Work to do:
List the records below as a numbered list, leaving out blank lines. Start at the first line and stop after the line containing "point(368, 189)", including it.

------ Records for this exercise ------

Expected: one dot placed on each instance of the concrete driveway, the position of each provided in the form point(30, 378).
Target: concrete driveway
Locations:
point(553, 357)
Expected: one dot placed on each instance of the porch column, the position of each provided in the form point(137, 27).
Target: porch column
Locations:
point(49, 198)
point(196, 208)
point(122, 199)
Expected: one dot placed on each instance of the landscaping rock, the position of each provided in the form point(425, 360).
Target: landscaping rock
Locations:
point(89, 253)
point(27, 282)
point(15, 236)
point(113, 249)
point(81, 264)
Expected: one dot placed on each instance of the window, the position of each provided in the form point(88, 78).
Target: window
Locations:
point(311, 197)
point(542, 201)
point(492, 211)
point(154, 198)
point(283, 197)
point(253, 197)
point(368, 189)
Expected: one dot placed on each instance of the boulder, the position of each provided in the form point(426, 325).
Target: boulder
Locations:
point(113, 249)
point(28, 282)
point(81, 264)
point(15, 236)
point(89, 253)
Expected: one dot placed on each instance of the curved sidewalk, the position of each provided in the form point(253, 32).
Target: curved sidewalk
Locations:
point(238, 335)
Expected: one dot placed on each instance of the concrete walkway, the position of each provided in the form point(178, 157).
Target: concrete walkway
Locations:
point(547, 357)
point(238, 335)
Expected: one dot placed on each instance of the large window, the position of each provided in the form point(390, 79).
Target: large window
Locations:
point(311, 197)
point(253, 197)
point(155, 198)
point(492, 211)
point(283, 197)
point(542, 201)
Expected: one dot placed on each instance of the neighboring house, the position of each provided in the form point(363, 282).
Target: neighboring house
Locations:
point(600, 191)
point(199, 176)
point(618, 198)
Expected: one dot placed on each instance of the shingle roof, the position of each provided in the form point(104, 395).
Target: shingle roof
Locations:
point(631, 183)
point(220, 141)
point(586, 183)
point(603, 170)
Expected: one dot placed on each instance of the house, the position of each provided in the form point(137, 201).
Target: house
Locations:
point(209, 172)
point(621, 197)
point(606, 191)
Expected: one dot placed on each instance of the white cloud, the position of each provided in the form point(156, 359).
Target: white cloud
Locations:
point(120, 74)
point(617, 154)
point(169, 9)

------

The reply:
1. Expected: one dot placed on each instance of the concrete driveway, the position of each provided in the form point(30, 378).
2. Target: concrete driveway
3. Locations:
4. point(553, 357)
5. Expected: one dot placed on each instance of the porch column, the position of each provided in the form point(137, 27).
6. Target: porch column
7. Locations:
8. point(49, 198)
9. point(196, 208)
10. point(122, 199)
11. Expected: one dot placed on each instance of the landscaping rock, the position of each provided in the form point(425, 360).
12. Target: landscaping rock
13. Locations:
14. point(89, 253)
15. point(27, 282)
16. point(15, 236)
17. point(113, 249)
18. point(81, 264)
19. Expected: one dot placed on each instance of the window, the position of each provided in the form point(88, 78).
20. Target: window
21. Locations:
22. point(311, 197)
23. point(542, 201)
24. point(492, 211)
25. point(154, 198)
26. point(283, 197)
27. point(253, 197)
28. point(368, 189)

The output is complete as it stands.